[[ Task material, beginning ]]

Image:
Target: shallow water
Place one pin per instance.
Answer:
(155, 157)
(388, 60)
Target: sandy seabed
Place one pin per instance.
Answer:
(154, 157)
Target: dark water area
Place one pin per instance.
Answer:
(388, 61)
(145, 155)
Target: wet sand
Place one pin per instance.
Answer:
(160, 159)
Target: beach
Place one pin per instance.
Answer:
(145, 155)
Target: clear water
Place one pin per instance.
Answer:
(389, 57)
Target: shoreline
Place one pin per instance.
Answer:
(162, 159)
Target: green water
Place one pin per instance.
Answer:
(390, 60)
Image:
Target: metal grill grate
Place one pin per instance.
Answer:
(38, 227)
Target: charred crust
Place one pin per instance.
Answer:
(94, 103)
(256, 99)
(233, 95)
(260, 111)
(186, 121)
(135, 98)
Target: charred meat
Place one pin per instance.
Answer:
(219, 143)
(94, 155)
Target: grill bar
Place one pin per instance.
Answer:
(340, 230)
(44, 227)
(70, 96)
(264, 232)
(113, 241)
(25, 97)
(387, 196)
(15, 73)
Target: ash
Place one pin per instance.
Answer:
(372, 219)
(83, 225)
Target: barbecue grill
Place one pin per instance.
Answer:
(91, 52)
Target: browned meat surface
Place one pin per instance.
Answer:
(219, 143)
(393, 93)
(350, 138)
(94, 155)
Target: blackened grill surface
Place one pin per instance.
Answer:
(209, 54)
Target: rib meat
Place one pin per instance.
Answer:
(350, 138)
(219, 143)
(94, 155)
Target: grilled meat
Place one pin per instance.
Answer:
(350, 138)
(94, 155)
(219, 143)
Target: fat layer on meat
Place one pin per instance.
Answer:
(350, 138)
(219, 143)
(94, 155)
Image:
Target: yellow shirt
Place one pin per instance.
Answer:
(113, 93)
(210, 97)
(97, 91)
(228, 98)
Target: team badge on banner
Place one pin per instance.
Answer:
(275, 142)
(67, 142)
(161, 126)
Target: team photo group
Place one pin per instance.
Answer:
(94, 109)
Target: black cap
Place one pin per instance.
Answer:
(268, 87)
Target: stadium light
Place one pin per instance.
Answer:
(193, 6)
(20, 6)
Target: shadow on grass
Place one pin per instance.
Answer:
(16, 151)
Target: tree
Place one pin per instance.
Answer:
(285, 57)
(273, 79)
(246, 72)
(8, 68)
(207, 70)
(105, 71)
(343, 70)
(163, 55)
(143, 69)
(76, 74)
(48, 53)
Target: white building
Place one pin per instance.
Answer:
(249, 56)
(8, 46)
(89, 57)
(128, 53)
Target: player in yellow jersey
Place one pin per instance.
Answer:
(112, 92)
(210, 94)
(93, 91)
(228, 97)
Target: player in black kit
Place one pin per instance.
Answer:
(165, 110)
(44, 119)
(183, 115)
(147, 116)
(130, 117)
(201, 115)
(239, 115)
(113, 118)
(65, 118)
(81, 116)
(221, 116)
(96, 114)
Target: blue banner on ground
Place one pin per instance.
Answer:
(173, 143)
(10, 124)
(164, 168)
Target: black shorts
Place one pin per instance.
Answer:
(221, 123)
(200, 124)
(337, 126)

[[ Task material, end ]]

**Problem description**
Your response must repeat the entries above exactly, in full.

**Solution for this problem**
Image:
Target: shallow water
Place one pin per instance.
Answer:
(155, 157)
(388, 60)
Target: sandy seabed
Place one pin per instance.
Answer:
(154, 157)
Target: dark water area
Place one pin per instance.
Answer:
(388, 61)
(145, 155)
Target: wet sand
Place one pin per instance.
Answer:
(160, 159)
Target: beach
Place one pin per instance.
Answer:
(145, 155)
Target: clear water
Place one pin per instance.
Answer:
(389, 57)
Target: shoreline
Place one pin per instance.
Answer:
(162, 159)
Target: green water
Place one pin per instance.
Answer:
(390, 60)
Image:
Target: metal grill grate
Place one pin per instance.
Answer:
(38, 227)
Target: charred crust
Place one pin per instance.
Answer:
(94, 103)
(256, 99)
(233, 95)
(260, 111)
(186, 121)
(135, 98)
Target: charred meat
Place one pin per instance.
Answer:
(219, 143)
(94, 155)
Target: grill bar
Place one pin per instance.
Answer:
(340, 230)
(44, 227)
(70, 96)
(264, 232)
(113, 241)
(25, 97)
(387, 196)
(15, 73)
Target: ash
Place one pin per instance.
Answer:
(372, 219)
(83, 225)
Target: barbecue grill
Place one pin per instance.
Answer:
(91, 52)
Target: browned meat surface
Place one pin per instance.
Answer:
(219, 143)
(393, 93)
(350, 138)
(94, 155)
Target: blackened grill surface
Place one pin per instance.
Answer:
(209, 54)
Target: rib meat
Place one pin per instance.
Answer:
(350, 138)
(219, 143)
(94, 155)
Target: grilled meat
Place one pin per instance.
Answer:
(350, 138)
(94, 155)
(219, 143)
Target: fat layer on meat
Place one pin per instance.
Answer:
(350, 138)
(219, 143)
(94, 155)
Image:
Target: yellow shirt
Place one pin per instance.
Answer:
(113, 93)
(210, 97)
(97, 91)
(228, 98)
Target: team badge on banner
Place one pin per instance.
Answer:
(275, 142)
(67, 142)
(161, 126)
Target: team photo group
Place one pin per instance.
Answer:
(94, 109)
Target: black cap
Place one pin per instance.
Answer:
(268, 87)
Target: stadium light
Place one pin per instance.
Answer:
(193, 6)
(20, 6)
Target: shadow on grass
Place one pin per instance.
Answer:
(16, 151)
Target: tree
Place one pin per instance.
Answer:
(285, 57)
(273, 79)
(246, 72)
(8, 68)
(207, 70)
(105, 71)
(343, 70)
(163, 55)
(143, 69)
(76, 74)
(48, 53)
Target: white building
Place one pin per instance.
Answer:
(249, 56)
(8, 46)
(89, 57)
(128, 53)
Target: player in yellow jersey
Place one pin per instance.
Answer:
(112, 92)
(210, 94)
(93, 91)
(228, 97)
Target: player in black kit
Place one pin per instance.
Answer:
(165, 110)
(44, 119)
(183, 115)
(147, 116)
(130, 117)
(201, 115)
(239, 115)
(113, 118)
(65, 118)
(81, 116)
(221, 116)
(96, 114)
Target: blue banner on ground
Place one pin per instance.
Answer:
(173, 143)
(10, 124)
(164, 168)
Target: black shorts
Place one pin per instance.
Answer:
(221, 123)
(200, 124)
(337, 126)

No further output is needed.